→ **TEXT EXCERPT**:
.....

Rigour of Mr. F's Aunt (p. 194) — Phiz's illustration for Dickens's Little Dorrit, Authentic Edition (New York), 1875. Steel engraving for Book Two, "Riches," Chapter 9, "Appearance and Disappearance" (originally Part 13, December 1856). Particularly evident in this illustration is Phiz's use of a mechanical roller to create horizontal dots running across the area behind the figures, and deliberating excluding the mirror above the mantlepiece. Vignette: 9.3 cm high x 13.4 cm wide.

Scanned image and text by Philip V. Allingham. [You may use this image without prior permission for any scholarly or educational purpose as long as you (1) credit the person who scanned the image and (2) link your document to this URL in a web document or cite the Victorian Web in a print one.]

Passage Illustrated: Method in her Madness

"None of your eyes at me," said Mr F.'s Aunt, shivering with hostility. "Take that."

"That" was the crust of the piece of toast. Clennam accepted the boon with a look of gratitude, and held it in his hand under the pressure of a little embarrassment, which was not relieved when Mr. F.'s Aunt, elevating her voice into a cry of considerable power, exclaimed, "He has a proud stomach, this chap! He's too proud a chap to eat it!" and, coming out of her chair, shook her venerable fist so very close to his nose as to tickle the surface. But for the timely return of Flora, to find him in this difficult situation, further consequences might have ensued. Flora, without the least discomposure or surprise, but congratulating the old lady in an approving manner on being "very lively to-night," handed her back to her chair.

"He has a proud stomach, this chap," said Mr F.'s relation, on being reseated. "Give him a meal of chaff!"

"Oh! I don't think he would like that, aunt," returned Flora.

"Give him a meal of chaff, I tell you," said Mr. F.'s Aunt, glaring round Flora on her enemy. "It’s the only thing for a proud stomach. Let him eat up every morsel. Drat him, give him a meal of chaff!"

Under a general pretence of helping him to this refreshment, Flora got him out on the staircase; Mr. F.'s Aunt even then constantly reiterating, with inexpressible bitterness, that he was "a chap," and had a "proud stomach," and over and over again insisting on that equine provision being made for him which she had already so strongly prescribed.

"Such an inconvenient staircase and so many corner-stairs Arthur," whispered Flora, "would you object to putting your arm round me under my pelerine?"

With a sense of going down-stairs in a highly-ridiculous manner, Clennam descended in the required attitude, and only released his fair burden at the dining-room door; indeed, even there she was rather difficult to be got rid of, remaining in his embrace to murmur, "Arthur, for mercy's sake, don’t breathe it to papa!"

She accompanied Arthur into the room, where the Patriarch sat alone, with his list shoes on the fender, twirling his thumbs as if he had never left off. The youthful Patriarch, aged ten, looked out of his picture-frame above him with no calmer air than he. Both smooth heads were alike beaming, blundering, and bumpy.

"Mr. Clennam, I am glad to see you. I hope you are well, sir, I hope you are well. Please to sit down, please to sit down." — Book the Second, "Riches"; Chapter 9, "Appearance and Disappearance," p. 461.

.....

→ **INFORMATION SHOWN**:

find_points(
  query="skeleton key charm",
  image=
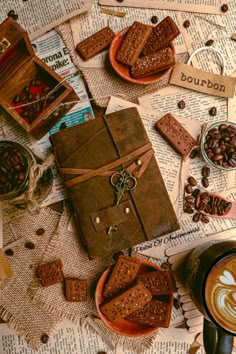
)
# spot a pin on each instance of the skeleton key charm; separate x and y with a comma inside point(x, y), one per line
point(123, 182)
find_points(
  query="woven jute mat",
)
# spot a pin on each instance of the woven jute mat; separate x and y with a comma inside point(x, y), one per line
point(66, 246)
point(104, 82)
point(31, 230)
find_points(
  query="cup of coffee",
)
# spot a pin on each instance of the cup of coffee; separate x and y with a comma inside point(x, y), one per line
point(211, 280)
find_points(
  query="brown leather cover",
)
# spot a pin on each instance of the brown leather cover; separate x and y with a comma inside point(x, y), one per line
point(97, 143)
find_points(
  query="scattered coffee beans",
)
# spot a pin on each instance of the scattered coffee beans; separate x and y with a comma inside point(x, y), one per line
point(206, 171)
point(181, 104)
point(30, 103)
point(154, 19)
point(209, 42)
point(9, 252)
point(186, 24)
point(194, 153)
point(205, 182)
point(213, 205)
point(220, 145)
point(13, 166)
point(224, 8)
point(192, 181)
point(188, 189)
point(213, 111)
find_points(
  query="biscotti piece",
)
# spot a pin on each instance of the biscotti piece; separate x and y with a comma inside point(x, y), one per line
point(158, 282)
point(50, 273)
point(123, 274)
point(153, 63)
point(177, 136)
point(133, 43)
point(95, 44)
point(76, 289)
point(164, 33)
point(124, 304)
point(154, 314)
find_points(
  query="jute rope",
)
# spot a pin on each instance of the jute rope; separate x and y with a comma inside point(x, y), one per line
point(30, 199)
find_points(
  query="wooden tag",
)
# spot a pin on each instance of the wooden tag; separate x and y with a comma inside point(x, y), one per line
point(198, 80)
point(5, 269)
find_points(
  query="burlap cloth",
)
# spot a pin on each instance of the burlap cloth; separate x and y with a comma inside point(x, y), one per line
point(16, 306)
point(67, 246)
point(104, 82)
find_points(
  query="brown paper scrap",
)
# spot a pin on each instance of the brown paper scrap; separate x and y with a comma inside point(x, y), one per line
point(113, 13)
point(198, 80)
point(233, 37)
point(5, 269)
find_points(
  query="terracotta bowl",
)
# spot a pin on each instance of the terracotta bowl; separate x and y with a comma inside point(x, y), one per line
point(123, 326)
point(124, 71)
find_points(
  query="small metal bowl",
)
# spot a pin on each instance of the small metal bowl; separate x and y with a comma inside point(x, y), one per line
point(209, 145)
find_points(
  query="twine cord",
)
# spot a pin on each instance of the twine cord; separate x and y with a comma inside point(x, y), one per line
point(30, 198)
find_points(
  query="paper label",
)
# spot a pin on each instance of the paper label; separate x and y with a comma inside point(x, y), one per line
point(198, 80)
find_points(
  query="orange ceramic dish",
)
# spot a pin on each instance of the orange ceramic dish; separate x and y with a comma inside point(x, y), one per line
point(123, 326)
point(124, 71)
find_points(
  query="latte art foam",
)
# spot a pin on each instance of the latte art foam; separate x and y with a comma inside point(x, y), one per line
point(220, 293)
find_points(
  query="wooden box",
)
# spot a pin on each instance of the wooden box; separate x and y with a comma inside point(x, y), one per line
point(19, 66)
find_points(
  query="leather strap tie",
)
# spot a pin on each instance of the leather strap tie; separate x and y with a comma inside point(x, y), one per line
point(145, 151)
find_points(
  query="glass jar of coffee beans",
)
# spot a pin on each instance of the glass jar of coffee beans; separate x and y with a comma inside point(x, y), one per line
point(15, 164)
point(218, 145)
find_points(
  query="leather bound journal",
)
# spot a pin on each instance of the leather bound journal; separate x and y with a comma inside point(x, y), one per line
point(88, 155)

.....

→ **TASKS AND EXERCISES**:
1: Swap "toast" for "bread" in the Little Dorrit illustration page, then write out the passage beginning at the words "Passage Illustrated: Method" and ending after "to her chair.".
2: On the Little Dorrit illustration page, what does Phiz use to produce the horizontal dots behind the figures?
The records are material apart from the Little Dorrit illustration page.

→ **SOLUTIONS PER TASK**:
1:
Passage Illustrated: Method in her Madness

"None of your eyes at me," said Mr F.'s Aunt, shivering with hostility. "Take that."

"That" was the crust of the piece of bread. Clennam accepted the boon with a look of gratitude, and held it in his hand under the pressure of a little embarrassment, which was not relieved when Mr. F.'s Aunt, elevating her voice into a cry of considerable power, exclaimed, "He has a proud stomach, this chap! He's too proud a chap to eat it!" and, coming out of her chair, shook her venerable fist so very close to his nose as to tickle the surface. But for the timely return of Flora, to find him in this difficult situation, further consequences might have ensued. Flora, without the least discomposure or surprise, but congratulating the old lady in an approving manner on being "very lively to-night," handed her back to her chair.

2: A mechanical roller.